(Stored items)
-------
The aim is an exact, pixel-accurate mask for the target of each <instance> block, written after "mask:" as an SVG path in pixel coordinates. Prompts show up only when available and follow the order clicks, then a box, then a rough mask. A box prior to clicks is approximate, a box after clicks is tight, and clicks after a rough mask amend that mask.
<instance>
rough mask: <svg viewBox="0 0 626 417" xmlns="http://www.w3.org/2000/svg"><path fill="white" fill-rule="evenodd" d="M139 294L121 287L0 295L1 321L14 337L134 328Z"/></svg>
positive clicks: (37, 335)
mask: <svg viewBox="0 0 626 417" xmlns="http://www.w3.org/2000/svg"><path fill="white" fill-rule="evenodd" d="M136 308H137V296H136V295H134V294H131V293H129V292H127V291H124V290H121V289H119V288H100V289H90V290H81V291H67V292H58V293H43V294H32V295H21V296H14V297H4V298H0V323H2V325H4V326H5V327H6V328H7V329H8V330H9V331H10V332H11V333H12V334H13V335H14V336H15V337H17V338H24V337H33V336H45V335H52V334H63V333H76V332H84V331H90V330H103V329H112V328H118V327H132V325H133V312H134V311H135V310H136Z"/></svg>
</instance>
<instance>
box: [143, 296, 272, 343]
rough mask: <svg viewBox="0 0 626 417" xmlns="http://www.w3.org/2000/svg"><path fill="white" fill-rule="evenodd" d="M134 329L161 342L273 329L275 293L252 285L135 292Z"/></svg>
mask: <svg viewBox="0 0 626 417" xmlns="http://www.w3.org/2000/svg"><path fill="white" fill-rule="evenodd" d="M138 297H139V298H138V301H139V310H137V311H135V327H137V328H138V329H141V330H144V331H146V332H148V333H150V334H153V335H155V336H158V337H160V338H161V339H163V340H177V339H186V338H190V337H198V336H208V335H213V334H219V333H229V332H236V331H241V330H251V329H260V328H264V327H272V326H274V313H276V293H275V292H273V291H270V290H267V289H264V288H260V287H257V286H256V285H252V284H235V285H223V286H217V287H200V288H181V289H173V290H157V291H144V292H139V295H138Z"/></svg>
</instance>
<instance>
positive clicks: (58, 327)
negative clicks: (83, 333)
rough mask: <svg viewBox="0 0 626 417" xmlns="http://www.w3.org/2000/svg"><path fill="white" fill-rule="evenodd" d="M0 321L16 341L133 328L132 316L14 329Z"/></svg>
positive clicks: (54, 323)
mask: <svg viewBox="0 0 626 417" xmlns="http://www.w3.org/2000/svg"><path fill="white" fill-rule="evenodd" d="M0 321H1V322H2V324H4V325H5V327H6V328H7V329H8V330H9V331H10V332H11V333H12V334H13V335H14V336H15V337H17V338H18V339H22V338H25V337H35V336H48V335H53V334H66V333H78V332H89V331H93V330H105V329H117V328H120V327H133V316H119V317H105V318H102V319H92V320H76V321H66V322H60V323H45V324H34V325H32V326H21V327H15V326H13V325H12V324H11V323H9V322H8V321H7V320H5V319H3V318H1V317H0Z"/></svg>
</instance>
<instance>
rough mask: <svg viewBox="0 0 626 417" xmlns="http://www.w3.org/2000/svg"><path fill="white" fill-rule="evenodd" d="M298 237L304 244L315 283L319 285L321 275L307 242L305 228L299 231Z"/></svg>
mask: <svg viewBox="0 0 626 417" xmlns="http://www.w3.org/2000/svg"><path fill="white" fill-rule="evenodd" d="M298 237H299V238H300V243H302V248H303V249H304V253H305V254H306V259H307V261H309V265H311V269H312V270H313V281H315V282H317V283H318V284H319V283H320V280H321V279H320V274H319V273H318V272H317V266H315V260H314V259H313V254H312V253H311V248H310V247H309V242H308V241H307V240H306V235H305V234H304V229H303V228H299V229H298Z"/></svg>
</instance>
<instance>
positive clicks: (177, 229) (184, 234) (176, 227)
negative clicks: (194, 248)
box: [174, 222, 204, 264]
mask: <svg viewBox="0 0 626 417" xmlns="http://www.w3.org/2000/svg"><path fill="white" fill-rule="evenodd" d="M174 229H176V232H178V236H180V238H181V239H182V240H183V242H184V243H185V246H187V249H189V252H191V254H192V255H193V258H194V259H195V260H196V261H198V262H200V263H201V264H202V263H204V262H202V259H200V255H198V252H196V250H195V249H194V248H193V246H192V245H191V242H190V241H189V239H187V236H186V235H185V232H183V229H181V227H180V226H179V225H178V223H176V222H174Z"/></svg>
-------
> _Task to carry out_: Count the lines of the data above that contain the string "rough". Reply with only the number.

> _Completed exercise_: 5